── Task data ──

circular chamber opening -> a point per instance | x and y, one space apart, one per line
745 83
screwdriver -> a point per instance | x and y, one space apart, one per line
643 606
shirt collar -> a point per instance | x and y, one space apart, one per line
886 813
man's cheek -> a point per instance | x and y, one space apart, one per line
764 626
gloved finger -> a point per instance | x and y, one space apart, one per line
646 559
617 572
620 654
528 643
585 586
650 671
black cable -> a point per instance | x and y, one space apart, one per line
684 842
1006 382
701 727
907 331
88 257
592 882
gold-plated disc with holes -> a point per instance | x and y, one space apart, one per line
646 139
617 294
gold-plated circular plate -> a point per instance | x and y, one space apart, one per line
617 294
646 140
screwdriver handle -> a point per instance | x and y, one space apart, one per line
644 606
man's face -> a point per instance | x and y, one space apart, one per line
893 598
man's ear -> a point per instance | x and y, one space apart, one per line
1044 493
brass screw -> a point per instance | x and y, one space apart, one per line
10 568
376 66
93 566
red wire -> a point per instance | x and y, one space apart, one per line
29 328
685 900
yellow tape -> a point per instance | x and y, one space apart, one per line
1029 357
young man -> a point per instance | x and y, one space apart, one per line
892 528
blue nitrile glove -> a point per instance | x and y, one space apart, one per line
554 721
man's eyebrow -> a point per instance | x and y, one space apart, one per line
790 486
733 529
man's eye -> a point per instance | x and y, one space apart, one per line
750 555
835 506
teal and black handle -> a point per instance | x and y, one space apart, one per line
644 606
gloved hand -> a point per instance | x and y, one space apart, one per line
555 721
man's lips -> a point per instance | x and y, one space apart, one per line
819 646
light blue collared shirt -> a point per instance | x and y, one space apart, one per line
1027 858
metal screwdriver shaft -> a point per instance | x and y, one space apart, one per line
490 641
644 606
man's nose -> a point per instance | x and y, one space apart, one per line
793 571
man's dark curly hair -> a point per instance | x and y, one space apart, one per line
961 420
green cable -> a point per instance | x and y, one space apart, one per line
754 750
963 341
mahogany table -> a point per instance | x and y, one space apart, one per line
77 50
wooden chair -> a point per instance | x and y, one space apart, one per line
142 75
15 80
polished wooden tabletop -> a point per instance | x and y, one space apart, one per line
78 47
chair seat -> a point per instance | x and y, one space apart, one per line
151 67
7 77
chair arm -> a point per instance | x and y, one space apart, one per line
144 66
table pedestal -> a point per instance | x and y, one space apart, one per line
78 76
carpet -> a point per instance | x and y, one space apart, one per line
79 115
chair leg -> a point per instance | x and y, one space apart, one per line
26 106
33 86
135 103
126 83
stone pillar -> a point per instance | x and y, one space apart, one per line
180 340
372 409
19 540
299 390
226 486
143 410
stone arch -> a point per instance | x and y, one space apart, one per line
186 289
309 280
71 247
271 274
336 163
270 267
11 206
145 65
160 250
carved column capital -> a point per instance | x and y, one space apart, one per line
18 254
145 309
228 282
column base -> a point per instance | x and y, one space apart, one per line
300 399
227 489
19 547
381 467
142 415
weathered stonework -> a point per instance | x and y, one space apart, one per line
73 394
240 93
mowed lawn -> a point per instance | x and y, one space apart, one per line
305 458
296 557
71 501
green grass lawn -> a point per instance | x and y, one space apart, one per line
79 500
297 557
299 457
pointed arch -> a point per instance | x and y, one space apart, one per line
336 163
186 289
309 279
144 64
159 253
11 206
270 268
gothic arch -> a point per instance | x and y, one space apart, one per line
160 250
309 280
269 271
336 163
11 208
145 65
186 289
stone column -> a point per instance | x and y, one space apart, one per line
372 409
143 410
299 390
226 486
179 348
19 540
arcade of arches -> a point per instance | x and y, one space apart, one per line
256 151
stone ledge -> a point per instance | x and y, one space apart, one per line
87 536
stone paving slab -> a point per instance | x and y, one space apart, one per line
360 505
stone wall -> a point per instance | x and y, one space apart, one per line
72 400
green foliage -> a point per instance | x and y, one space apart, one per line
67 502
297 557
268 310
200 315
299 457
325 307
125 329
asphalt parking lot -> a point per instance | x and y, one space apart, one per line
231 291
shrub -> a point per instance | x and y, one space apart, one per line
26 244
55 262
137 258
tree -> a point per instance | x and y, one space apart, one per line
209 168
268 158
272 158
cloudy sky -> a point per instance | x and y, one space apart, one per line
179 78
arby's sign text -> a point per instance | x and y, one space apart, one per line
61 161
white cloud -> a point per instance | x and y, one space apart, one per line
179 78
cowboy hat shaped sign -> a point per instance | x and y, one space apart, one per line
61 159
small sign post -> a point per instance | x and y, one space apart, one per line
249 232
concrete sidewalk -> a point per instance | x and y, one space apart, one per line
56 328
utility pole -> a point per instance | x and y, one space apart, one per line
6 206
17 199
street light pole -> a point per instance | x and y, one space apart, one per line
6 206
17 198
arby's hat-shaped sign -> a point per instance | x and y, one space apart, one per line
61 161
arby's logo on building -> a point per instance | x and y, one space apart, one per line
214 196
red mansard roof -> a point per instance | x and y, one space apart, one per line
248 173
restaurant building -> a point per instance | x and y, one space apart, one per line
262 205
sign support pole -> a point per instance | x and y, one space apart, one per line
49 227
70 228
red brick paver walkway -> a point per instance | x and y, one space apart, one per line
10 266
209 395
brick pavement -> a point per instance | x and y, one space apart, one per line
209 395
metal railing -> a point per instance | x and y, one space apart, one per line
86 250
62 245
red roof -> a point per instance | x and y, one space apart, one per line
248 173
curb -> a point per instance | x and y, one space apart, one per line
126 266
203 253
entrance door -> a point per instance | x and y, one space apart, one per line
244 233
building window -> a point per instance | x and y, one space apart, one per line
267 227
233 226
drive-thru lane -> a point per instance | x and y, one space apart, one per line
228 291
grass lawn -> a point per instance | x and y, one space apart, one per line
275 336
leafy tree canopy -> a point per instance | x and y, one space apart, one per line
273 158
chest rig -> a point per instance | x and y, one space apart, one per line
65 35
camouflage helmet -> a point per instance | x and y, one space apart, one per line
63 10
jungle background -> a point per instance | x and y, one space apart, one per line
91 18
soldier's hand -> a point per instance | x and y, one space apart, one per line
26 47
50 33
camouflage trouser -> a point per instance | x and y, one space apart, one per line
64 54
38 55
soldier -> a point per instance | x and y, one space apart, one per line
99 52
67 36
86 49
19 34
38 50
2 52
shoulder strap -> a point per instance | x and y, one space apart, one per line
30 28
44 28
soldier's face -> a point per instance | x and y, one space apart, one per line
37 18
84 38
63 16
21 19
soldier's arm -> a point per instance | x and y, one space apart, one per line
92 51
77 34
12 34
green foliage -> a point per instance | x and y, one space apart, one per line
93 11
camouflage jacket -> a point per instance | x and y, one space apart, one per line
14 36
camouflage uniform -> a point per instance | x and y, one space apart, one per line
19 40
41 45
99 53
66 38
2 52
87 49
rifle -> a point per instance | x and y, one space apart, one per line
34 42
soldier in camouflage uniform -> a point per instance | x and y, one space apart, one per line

───

_Work instructions_
Make an exact copy of the records.

_The reply_
circular chamber opening -> a point per instance | x and y, one space apart, one per line
745 83
screwdriver -> a point per instance | x and y, one space apart, one per line
643 606
shirt collar -> a point per instance | x and y, one space apart, one per line
886 813
man's cheek -> a point per instance | x and y, one space apart, one per line
764 626
gloved finger -> a point per instance | x and y, one space apart, one per line
646 559
617 572
620 654
528 643
585 586
650 671
black cable -> a point per instance | x and y, one space apart, one per line
684 842
1006 382
701 727
907 331
88 257
592 882
gold-plated disc with holes -> a point per instance | x and y, one space apart, one per line
646 139
617 294
gold-plated circular plate -> a point per instance | x and y, one space apart, one per line
617 294
646 140
screwdriver handle -> a point per instance | x and y, one space apart, one per line
644 606
man's face -> a point per instance | x and y, one space apart, one per line
893 598
man's ear -> a point per instance | x and y, one space apart, one per line
1044 493
brass screw -> a point per instance | x and y, one space apart, one per line
10 568
376 66
93 566
red wire -> a point per instance | x and y, one space apart, one per line
29 328
685 900
yellow tape -> a point per instance | x and y, one space apart, one per line
1029 357
young man -> a point per instance | x and y, one space apart, one per line
892 528
blue nitrile glove -> a point per instance | x and y, one space apart, one per line
554 721
man's eyebrow -> a point per instance | x and y, one space apart, one per line
790 486
733 529
man's eye -> a point per instance | x and y, one space apart, one per line
750 555
835 506
teal and black handle -> a point per instance | x and y, one space apart, one per line
644 606
gloved hand -> a point per instance | x and y, one space apart, one per line
555 721
man's lips -> a point per instance | x and y, one space apart, one per line
819 646
light blue collared shirt -> a point per instance | x and y, one space apart, one per line
1027 858
metal screwdriver shaft -> a point per instance | x and y, one space apart, one per line
490 641
644 606
man's nose -> a point per instance | x and y, one space apart, one per line
793 571
man's dark curly hair -> a point per instance | x and y, one space apart, one per line
961 420
green cable -> a point per instance | x and y, one space apart, one per line
754 750
963 341
mahogany table -> a point per instance | x and y, one space apart, one per line
77 50
wooden chair -> a point per instance | x and y, one space apart, one per line
142 75
15 80
polished wooden tabletop -> a point per instance | x and y, one space apart, one per line
78 47
chair seat -> a point per instance | x and y, one space apart, one per line
151 67
7 77
chair arm -> a point per instance | x and y, one space apart, one per line
144 66
table pedestal -> a point per instance | x and y, one space apart, one per line
78 76
carpet -> a point per instance | x and y, one space apart, one per line
79 115
chair leg -> a point per instance | x and y, one space apart, one per line
26 106
33 86
135 103
126 83
stone pillar -> a point per instance | x and y, one space apart, one per line
180 340
372 409
19 540
299 390
226 486
143 410
stone arch -> a point per instance | x and y, one space apart, one per line
186 289
309 280
71 247
271 274
336 163
270 267
11 206
145 65
160 250
carved column capital -> a point per instance | x and y, one space apart, one per line
18 254
145 309
228 282
column base -> a point per instance | x and y, one space apart, one per line
300 399
227 489
19 547
381 467
142 415
weathered stonework -> a point per instance | x and y, one space apart, one per line
73 394
240 93
mowed lawn -> a point per instance | x and y, one space apart, one per line
305 458
296 557
71 501
green grass lawn -> a point per instance | x and y, one space apart, one per line
79 500
297 557
299 457
pointed arch -> a point per instance | x and y, one space apart, one per line
336 163
186 289
309 279
144 64
159 253
11 206
270 268
gothic arch -> a point per instance | x and y, one space apart, one per line
160 250
309 280
269 271
336 163
11 208
145 65
186 289
stone column -> a point per instance | x and y, one space apart, one per line
372 409
143 410
299 390
226 486
179 348
19 540
arcade of arches -> a point per instance | x and y, one space apart, one per line
256 151
stone ledge -> a point per instance | x and y, one space apart, one per line
87 536
stone paving slab -> a point per instance | x and y, one space apart, one per line
360 505
stone wall -> a point per instance | x and y, one space apart, one per line
72 400
green foliage -> a point per instance | x and y, one space apart, one per line
67 502
297 557
268 310
200 315
299 457
325 307
125 329
asphalt parking lot -> a point per instance | x and y, one space apart, one per line
231 291
shrub -> a point per instance | x and y, one space apart, one per line
26 244
55 262
137 258
tree -> a point per instance | x and y, one space apart, one per line
209 168
268 158
272 158
cloudy sky -> a point per instance | x and y, one space apart, one per line
179 78
arby's sign text -> a point per instance | x and y, one space apart, one per line
61 161
white cloud -> a point per instance | x and y, one space apart, one per line
179 78
cowboy hat shaped sign -> a point per instance | x and y, one space apart, one per line
61 159
small sign post -> a point per instance | x and y, one space apart, one per line
249 232
concrete sidewalk -> a point per instance | x and y, one space apart, one per line
56 328
utility pole -> a point per instance | x and y, one space apart, one per line
6 206
17 199
street light pole -> a point per instance | x and y, one space apart, one per line
6 206
17 198
arby's hat-shaped sign -> a point per instance | x and y, one space apart, one per line
61 161
arby's logo on building -> a point per instance | x and y, one space apart, one per line
214 196
red mansard roof -> a point per instance | x and y, one space apart, one per line
248 173
restaurant building -> a point per instance | x and y, one space apart, one per line
262 205
sign support pole -> a point per instance | x and y, one space apart, one per line
49 227
70 228
red brick paver walkway -> a point per instance | x and y, one space apart, one per line
10 266
209 395
brick pavement -> a point per instance | x and y, one space apart, one per line
209 395
metal railing -> a point per instance | x and y, one space apart, one per line
86 250
62 245
red roof -> a point per instance | x and y, one space apart, one per line
248 173
curb -> a point per instance | x and y, one space apart, one per line
126 266
203 253
entrance door -> a point per instance | x and y, one space apart, one per line
244 233
building window -> a point per instance | x and y, one space apart, one per line
267 227
233 226
drive-thru lane -> a point per instance | x and y, one space apart, one per line
228 291
grass lawn -> a point per instance | x and y, one space apart, one per line
275 336
leafy tree canopy -> a point per instance | x and y, one space apart, one per line
273 158
chest rig -> a point per instance | x and y, one space apart, one per line
65 35
camouflage helmet -> a point per instance | x and y, one space apart, one per line
63 10
jungle background -> a point per instance | x and y, one space apart, one per line
91 18
soldier's hand -> a point per instance | x and y, one space apart, one per line
26 47
50 33
camouflage trouser -> a point per instance | x and y, one space apart, one per line
64 54
38 55
soldier -> a point per instance | x and y, one space apart, one per line
99 52
67 36
86 49
19 34
38 50
2 52
shoulder strap -> a point per instance | x and y, one space apart, one per line
30 28
44 28
soldier's face -> a point per instance | x and y, one space apart, one per line
37 18
84 38
63 16
21 19
soldier's arm -> a point per instance | x and y, one space apart, one per line
92 51
77 34
12 34
green foliage -> a point per instance | x and y, one space apart, one per line
93 11
camouflage jacket -> a point per instance | x and y, one space apart, one per line
14 36
camouflage uniform -> a point per instance | x and y, one space apart, one per line
19 40
41 45
99 53
66 38
2 52
87 49
rifle -> a point per instance | x and y, one space apart, one per line
34 42
soldier in camouflage uniform -> a point per instance | x and y, one space apart, one per line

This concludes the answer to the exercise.